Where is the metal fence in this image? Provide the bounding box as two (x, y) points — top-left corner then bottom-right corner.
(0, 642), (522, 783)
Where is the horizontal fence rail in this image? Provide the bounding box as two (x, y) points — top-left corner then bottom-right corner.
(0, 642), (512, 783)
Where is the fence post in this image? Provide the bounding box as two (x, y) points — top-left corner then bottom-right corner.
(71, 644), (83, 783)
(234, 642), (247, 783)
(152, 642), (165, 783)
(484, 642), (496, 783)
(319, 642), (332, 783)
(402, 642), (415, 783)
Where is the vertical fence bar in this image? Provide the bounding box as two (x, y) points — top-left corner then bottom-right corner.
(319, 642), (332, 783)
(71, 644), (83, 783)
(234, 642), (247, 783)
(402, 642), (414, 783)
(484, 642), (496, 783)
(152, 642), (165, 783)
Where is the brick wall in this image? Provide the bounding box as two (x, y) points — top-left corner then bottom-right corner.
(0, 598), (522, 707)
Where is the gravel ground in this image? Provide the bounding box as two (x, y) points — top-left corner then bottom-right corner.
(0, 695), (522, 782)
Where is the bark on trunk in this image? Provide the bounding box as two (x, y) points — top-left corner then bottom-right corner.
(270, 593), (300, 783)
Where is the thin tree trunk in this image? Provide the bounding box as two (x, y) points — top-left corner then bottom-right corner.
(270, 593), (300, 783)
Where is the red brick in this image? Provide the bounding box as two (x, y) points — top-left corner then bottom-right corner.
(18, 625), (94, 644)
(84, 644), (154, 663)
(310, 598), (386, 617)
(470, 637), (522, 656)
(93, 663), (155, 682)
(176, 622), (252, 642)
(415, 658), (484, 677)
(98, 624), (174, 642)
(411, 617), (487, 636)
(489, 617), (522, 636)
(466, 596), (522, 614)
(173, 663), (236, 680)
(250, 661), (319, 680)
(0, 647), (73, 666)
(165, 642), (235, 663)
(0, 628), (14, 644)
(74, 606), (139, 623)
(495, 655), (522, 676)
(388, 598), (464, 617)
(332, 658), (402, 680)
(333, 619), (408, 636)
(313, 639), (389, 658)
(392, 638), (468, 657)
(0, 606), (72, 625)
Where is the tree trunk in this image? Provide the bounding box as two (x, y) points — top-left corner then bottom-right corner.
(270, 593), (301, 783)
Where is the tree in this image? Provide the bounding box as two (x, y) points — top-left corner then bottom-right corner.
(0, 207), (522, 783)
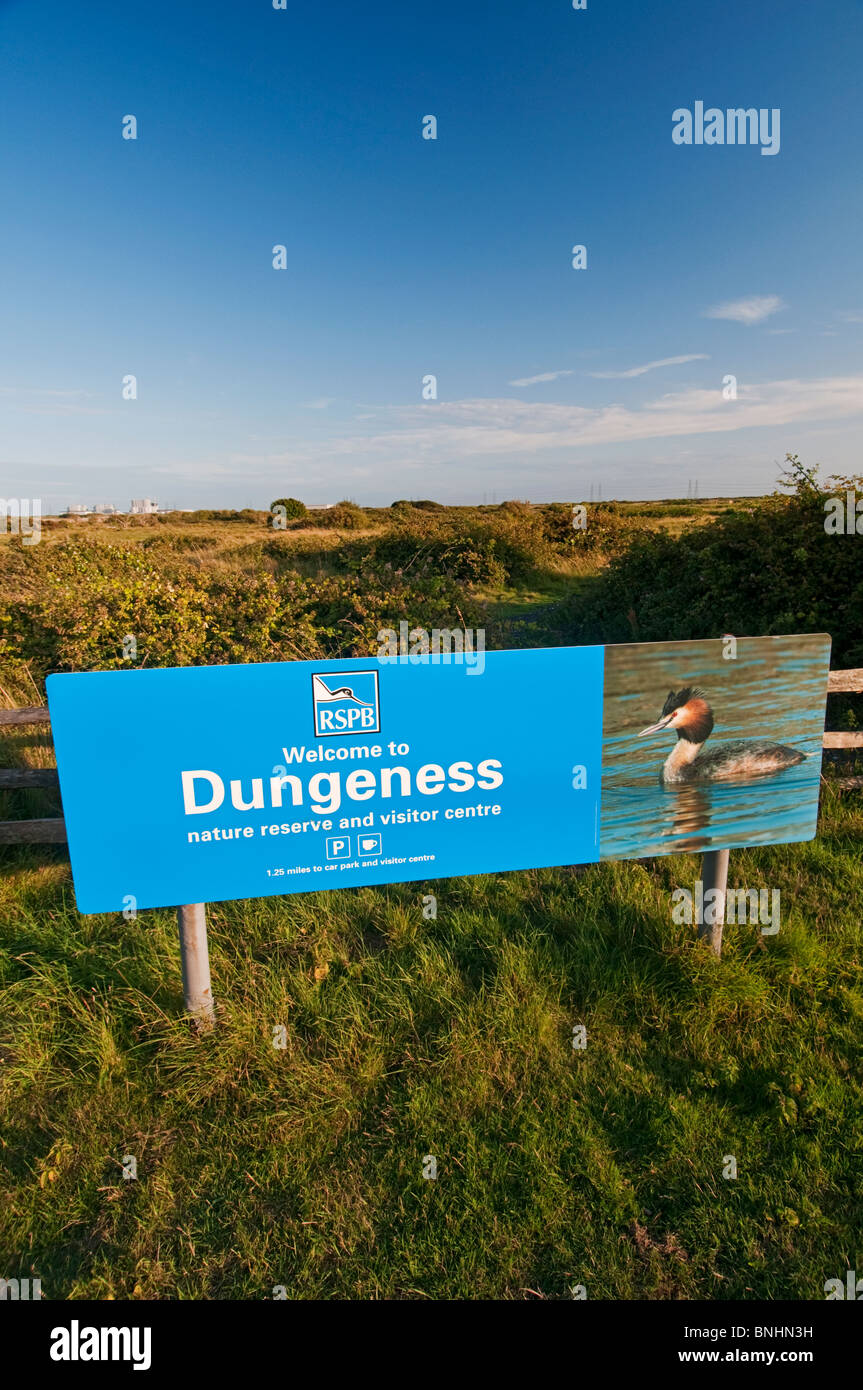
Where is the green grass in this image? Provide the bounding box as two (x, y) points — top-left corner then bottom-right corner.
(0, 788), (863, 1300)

-- -- --

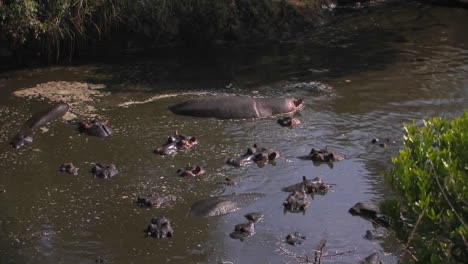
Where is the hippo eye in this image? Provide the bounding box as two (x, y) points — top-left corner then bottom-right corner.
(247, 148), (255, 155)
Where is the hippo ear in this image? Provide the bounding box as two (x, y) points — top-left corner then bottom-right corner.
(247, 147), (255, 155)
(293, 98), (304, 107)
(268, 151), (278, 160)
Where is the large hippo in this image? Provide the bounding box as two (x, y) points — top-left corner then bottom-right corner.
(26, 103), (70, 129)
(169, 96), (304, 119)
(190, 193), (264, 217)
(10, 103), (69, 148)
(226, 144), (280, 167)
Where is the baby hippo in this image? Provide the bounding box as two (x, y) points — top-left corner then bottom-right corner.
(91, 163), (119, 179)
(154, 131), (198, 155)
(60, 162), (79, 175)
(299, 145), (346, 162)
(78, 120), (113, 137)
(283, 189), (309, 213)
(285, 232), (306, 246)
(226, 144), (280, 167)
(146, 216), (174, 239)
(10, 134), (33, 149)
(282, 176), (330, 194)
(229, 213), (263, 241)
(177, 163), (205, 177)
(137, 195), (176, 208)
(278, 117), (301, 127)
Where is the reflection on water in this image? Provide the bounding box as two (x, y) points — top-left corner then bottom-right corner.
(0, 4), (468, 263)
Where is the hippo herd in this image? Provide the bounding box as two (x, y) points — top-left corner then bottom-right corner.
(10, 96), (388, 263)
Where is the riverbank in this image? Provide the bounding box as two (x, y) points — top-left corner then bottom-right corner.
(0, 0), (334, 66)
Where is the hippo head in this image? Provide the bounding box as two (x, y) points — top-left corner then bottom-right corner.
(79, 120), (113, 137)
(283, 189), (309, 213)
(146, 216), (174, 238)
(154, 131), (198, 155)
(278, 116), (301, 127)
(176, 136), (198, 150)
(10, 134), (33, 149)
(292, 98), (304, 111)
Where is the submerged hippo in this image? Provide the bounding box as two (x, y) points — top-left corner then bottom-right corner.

-- -- --

Written instruction:
Reproduce verbatim the entries beginning at the line that contains "Where is the metal" and ending after the line that contains "(270, 593), (301, 783)", with both of those lines included.

Correct response:
Where is the metal fence in this image? Provide the bounding box as two (x, y) points — top-left corner then bottom-right corner.
(0, 642), (522, 783)
Where is the horizontal fence rail in this image? Provide the bounding box as two (x, y) points — top-left corner then bottom-right corner.
(0, 642), (512, 783)
Where is the fence post in this image? Provide the bounding box as two (x, y) points — top-left corner then bottom-right corner.
(71, 644), (83, 783)
(234, 642), (247, 783)
(152, 642), (165, 783)
(484, 642), (496, 783)
(319, 642), (332, 783)
(402, 642), (415, 783)
Where is the vertical fence bar in this image? Provide the bounding box as two (x, y) points — top-left corner then bottom-right corner.
(319, 642), (332, 783)
(71, 644), (83, 783)
(234, 642), (247, 783)
(402, 642), (414, 783)
(484, 642), (496, 783)
(152, 642), (165, 783)
Where is the brick wall in this image? Provide the bounding box as two (x, y) points — top-left corner then bottom-right corner.
(0, 598), (522, 707)
Where is the gravel ground in this image? Provide the bounding box as two (x, y) points — top-left corner then bottom-right corner.
(0, 695), (522, 782)
Where is the bark on trunk in this image? Provide the bounding box as two (x, y) points — top-left corner then bottom-right corner.
(270, 593), (300, 783)
Where is the thin tree trunk in this image? Provide the bounding box as two (x, y) points — top-left corner then bottom-right corner.
(270, 593), (300, 783)
Where is the red brick in this image? Provide the bounding box as two (x, y) points — top-left corner then bottom-right corner.
(18, 625), (94, 644)
(84, 644), (154, 663)
(310, 598), (386, 617)
(470, 637), (522, 656)
(93, 663), (155, 682)
(176, 622), (252, 642)
(415, 658), (484, 677)
(98, 624), (174, 642)
(411, 617), (487, 636)
(489, 617), (522, 636)
(466, 596), (522, 614)
(173, 663), (236, 680)
(250, 661), (319, 680)
(0, 647), (73, 666)
(165, 642), (235, 663)
(0, 628), (14, 644)
(74, 606), (139, 623)
(495, 655), (522, 676)
(388, 598), (464, 617)
(332, 658), (402, 680)
(333, 619), (408, 636)
(313, 639), (389, 658)
(392, 638), (468, 657)
(0, 606), (72, 625)
Where is the tree trunk in this image? Provide the bounding box as two (x, y) points — top-left corner then bottom-right corner.
(270, 593), (301, 783)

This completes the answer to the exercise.